## INSTRUCTION
Pick out each line of the listing below that contains the word "trousers", and copy those lines in their original order.

[Collected data]
========

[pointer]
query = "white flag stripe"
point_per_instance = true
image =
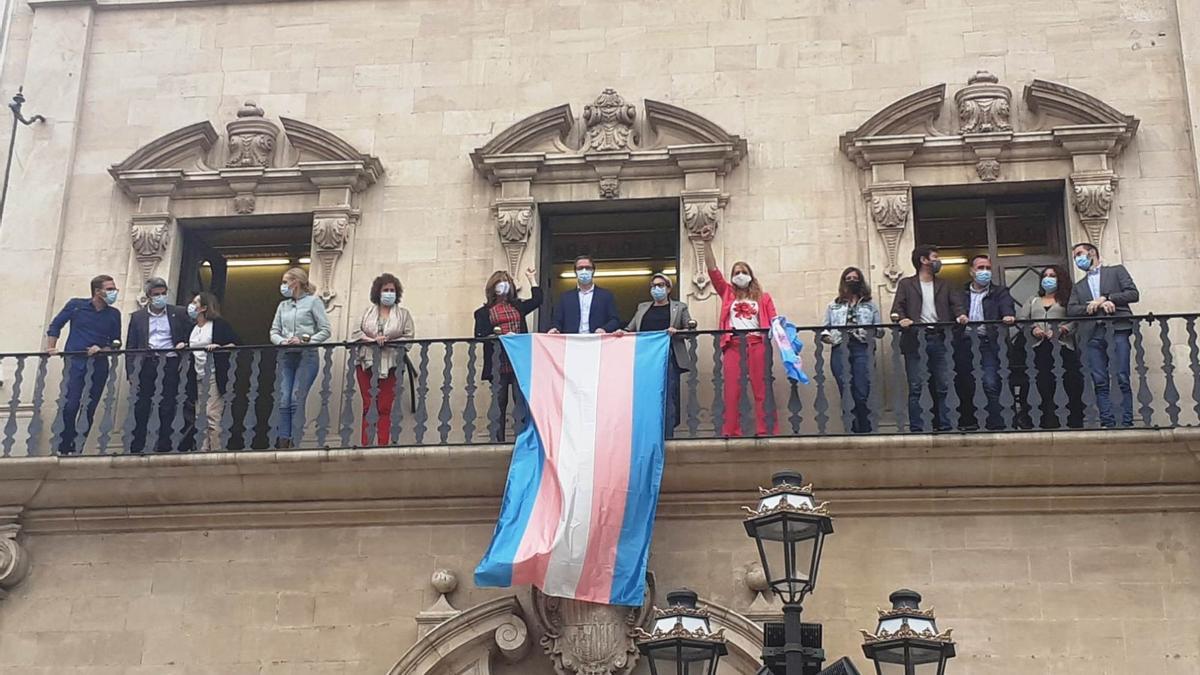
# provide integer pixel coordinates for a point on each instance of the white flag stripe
(576, 459)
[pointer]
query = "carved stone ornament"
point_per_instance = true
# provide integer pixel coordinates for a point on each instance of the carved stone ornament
(610, 123)
(589, 639)
(984, 105)
(251, 138)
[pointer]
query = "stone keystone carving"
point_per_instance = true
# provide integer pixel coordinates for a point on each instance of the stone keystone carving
(889, 210)
(588, 639)
(251, 138)
(610, 123)
(984, 105)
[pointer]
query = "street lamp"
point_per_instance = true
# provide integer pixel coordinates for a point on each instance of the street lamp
(906, 640)
(790, 527)
(683, 641)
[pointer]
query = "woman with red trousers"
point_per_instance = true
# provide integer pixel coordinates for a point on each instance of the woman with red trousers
(744, 306)
(379, 362)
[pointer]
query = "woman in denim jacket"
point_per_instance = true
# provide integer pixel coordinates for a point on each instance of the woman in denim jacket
(853, 347)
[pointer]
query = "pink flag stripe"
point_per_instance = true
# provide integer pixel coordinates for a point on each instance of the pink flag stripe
(545, 406)
(610, 479)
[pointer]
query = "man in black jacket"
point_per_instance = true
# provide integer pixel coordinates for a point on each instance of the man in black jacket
(924, 298)
(1108, 292)
(156, 378)
(985, 300)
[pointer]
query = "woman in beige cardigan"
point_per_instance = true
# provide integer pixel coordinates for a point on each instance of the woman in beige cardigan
(383, 323)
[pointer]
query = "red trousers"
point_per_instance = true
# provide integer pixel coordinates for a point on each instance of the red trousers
(383, 405)
(731, 363)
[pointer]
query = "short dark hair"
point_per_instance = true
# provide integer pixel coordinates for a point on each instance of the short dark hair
(99, 282)
(922, 251)
(379, 282)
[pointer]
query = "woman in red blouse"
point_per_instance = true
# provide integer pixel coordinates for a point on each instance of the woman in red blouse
(744, 306)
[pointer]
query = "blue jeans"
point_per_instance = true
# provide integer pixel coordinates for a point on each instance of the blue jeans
(858, 359)
(298, 371)
(1102, 371)
(935, 371)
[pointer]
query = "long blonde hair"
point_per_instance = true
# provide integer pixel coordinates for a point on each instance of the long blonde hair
(301, 278)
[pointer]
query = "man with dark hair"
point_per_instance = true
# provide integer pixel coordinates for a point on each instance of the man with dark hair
(161, 327)
(95, 327)
(587, 308)
(927, 299)
(985, 300)
(1108, 292)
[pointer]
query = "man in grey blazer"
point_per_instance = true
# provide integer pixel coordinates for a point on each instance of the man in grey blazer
(664, 314)
(1105, 291)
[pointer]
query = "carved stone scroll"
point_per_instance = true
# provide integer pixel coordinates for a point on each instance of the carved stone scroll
(891, 205)
(610, 123)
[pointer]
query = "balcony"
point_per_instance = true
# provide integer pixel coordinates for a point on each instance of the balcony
(996, 380)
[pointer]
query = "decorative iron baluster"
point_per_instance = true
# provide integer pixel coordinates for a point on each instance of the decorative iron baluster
(423, 390)
(447, 388)
(468, 412)
(346, 417)
(821, 405)
(693, 387)
(108, 419)
(10, 428)
(718, 386)
(250, 424)
(1170, 394)
(1144, 395)
(35, 420)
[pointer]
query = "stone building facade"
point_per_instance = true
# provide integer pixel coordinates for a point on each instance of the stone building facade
(433, 138)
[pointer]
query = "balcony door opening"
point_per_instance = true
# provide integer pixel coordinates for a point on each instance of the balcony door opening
(240, 261)
(629, 240)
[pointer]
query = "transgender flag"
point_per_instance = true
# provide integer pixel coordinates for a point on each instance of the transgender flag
(583, 484)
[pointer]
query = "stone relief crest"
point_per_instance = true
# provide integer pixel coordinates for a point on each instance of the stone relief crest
(610, 123)
(589, 639)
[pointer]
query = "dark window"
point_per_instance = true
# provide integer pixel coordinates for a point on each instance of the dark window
(1021, 233)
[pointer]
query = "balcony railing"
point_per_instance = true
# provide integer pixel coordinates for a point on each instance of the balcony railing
(979, 377)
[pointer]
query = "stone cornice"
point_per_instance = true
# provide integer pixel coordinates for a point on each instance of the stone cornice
(1085, 472)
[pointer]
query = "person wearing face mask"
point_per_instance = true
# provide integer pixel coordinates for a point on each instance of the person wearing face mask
(853, 347)
(1048, 308)
(299, 320)
(213, 375)
(985, 300)
(925, 299)
(1105, 292)
(587, 308)
(383, 322)
(664, 314)
(95, 327)
(504, 312)
(157, 377)
(744, 306)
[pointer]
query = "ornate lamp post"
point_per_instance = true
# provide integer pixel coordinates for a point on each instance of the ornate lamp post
(682, 641)
(790, 527)
(906, 640)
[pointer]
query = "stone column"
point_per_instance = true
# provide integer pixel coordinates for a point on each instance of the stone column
(33, 228)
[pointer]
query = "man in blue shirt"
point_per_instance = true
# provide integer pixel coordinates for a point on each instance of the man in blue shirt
(95, 327)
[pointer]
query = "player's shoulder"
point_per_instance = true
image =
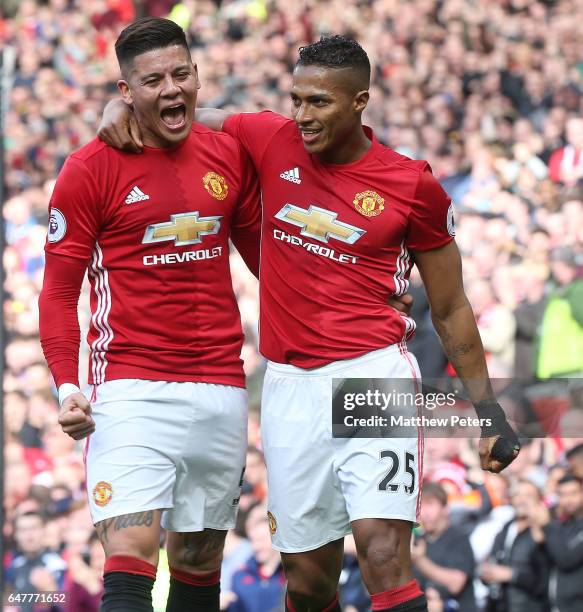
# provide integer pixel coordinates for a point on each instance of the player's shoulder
(412, 167)
(202, 133)
(266, 120)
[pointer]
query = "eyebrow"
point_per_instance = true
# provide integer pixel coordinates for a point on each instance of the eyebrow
(311, 96)
(159, 74)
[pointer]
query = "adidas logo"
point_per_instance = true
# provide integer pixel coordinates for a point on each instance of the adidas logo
(293, 175)
(136, 195)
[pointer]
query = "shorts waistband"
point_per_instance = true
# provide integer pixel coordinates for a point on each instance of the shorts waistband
(335, 366)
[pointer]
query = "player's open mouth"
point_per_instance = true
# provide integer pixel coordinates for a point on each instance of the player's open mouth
(174, 117)
(309, 136)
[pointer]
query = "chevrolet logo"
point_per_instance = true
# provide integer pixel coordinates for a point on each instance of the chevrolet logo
(184, 228)
(319, 223)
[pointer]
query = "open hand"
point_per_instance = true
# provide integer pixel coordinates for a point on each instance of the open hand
(119, 127)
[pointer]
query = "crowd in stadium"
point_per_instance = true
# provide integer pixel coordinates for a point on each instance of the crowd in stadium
(491, 94)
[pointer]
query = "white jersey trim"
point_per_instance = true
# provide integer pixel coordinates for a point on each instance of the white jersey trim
(100, 318)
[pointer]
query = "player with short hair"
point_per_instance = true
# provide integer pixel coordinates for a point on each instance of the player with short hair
(168, 414)
(344, 219)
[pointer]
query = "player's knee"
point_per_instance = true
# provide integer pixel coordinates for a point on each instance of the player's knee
(381, 556)
(310, 589)
(137, 548)
(196, 552)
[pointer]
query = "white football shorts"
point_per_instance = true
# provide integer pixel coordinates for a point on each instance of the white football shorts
(175, 446)
(317, 484)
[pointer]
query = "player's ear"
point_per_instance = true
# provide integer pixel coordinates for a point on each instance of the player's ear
(361, 100)
(196, 75)
(124, 90)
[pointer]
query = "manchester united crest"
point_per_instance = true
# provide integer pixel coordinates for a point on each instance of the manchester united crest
(369, 203)
(102, 493)
(216, 185)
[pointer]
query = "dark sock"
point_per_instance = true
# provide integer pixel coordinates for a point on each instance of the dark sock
(193, 592)
(128, 583)
(405, 598)
(333, 606)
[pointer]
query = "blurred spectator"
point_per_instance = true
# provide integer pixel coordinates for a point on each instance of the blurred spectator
(235, 553)
(353, 594)
(529, 315)
(84, 581)
(561, 335)
(34, 568)
(260, 585)
(575, 460)
(442, 556)
(566, 163)
(484, 533)
(563, 541)
(517, 571)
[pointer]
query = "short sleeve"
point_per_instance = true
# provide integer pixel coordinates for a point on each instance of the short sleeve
(255, 131)
(246, 227)
(74, 219)
(431, 222)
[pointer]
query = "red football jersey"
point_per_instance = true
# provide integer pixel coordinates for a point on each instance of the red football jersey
(154, 231)
(336, 242)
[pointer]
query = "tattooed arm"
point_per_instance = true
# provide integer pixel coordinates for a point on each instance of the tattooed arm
(441, 270)
(454, 321)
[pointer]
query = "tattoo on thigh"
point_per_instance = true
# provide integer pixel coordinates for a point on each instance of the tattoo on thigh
(137, 519)
(202, 546)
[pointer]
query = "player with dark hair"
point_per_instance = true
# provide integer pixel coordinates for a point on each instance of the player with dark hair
(344, 219)
(168, 414)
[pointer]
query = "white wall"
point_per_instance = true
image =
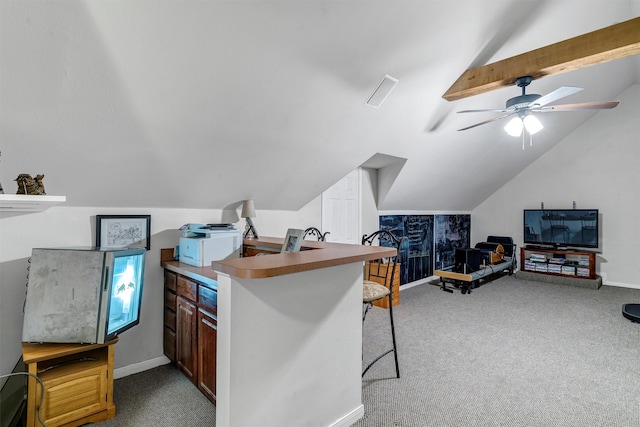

========

## SOLUTION
query = "woman with red trousers"
# provide integer pixel coordinates for a point on each instance of the woman with red trousers
query = "red trousers"
# provide integer pixel coordinates for a point on each instance of the red trousers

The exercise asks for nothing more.